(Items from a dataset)
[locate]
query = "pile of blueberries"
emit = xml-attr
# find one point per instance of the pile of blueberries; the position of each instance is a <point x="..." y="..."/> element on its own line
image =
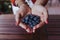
<point x="31" y="20"/>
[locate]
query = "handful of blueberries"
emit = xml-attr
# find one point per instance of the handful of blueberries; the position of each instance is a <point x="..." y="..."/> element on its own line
<point x="31" y="20"/>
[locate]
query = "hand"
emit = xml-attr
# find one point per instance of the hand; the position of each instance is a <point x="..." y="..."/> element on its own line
<point x="23" y="10"/>
<point x="42" y="12"/>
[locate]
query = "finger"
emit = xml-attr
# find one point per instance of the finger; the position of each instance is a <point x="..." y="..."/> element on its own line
<point x="17" y="18"/>
<point x="33" y="30"/>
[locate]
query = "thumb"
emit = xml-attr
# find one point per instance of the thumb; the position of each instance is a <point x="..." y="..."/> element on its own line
<point x="17" y="18"/>
<point x="46" y="21"/>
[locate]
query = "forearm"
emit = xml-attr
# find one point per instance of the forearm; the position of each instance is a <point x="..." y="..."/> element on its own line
<point x="20" y="2"/>
<point x="41" y="2"/>
<point x="41" y="24"/>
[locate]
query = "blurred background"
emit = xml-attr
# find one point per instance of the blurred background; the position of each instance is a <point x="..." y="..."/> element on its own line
<point x="9" y="31"/>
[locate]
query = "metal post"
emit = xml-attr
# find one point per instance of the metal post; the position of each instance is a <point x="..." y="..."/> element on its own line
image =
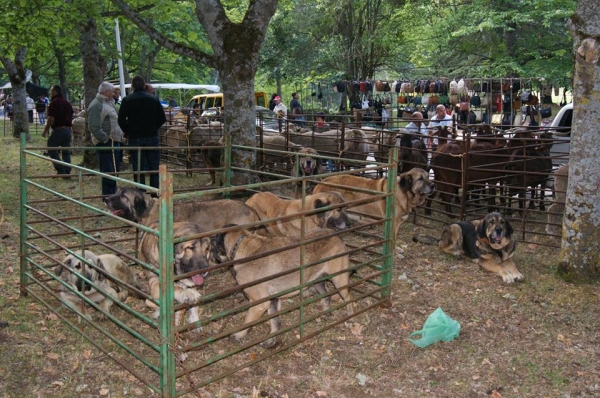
<point x="165" y="257"/>
<point x="120" y="59"/>
<point x="23" y="218"/>
<point x="389" y="225"/>
<point x="227" y="154"/>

■ What you will do ■
Extract all the entries word for word; omit any pictures.

■ Response ■
[locate]
query = "pile of blueberries"
emit = xml-attr
# find one point per instance of the pile of blueberries; the position of each instance is a <point x="..." y="..."/> element on its own line
image =
<point x="31" y="20"/>
[locate]
query = "handful of blueberries"
emit = xml-attr
# find one point per instance of the handful of blueberries; the position of each instance is a <point x="..." y="..."/> element on its own line
<point x="31" y="20"/>
[locate]
query = "hand"
emit = xml-attr
# find one point per instance of the hand; the position of each instance is a <point x="..." y="..."/> element on its own line
<point x="23" y="10"/>
<point x="42" y="12"/>
[locate]
query = "finger"
emit = xml-attr
# find one point per instance of the finger; the position of each instance is a <point x="..." y="..."/> element on its own line
<point x="17" y="18"/>
<point x="33" y="30"/>
[locate]
query = "thumb"
emit = xml-attr
# find one point per instance of the thumb; the position of each instance is a <point x="..." y="..."/> element on its own line
<point x="17" y="18"/>
<point x="46" y="21"/>
[locate]
query = "forearm"
emit = xml-attr
# find one point per instance of the forearm; the position of each instance is a <point x="..." y="..."/> element on its own line
<point x="20" y="2"/>
<point x="41" y="2"/>
<point x="41" y="24"/>
[locate]
query = "blurred background"
emit = xml-attr
# find one point per instance of the blurred background; the position of each instance is a <point x="..." y="..."/> element on its own line
<point x="9" y="31"/>
[locate]
query = "metal post"
emit = xml-attr
# find one point per instance of the metal post; the position of each instance is a <point x="..." y="..."/> element on its own line
image =
<point x="165" y="257"/>
<point x="120" y="59"/>
<point x="23" y="218"/>
<point x="389" y="225"/>
<point x="227" y="154"/>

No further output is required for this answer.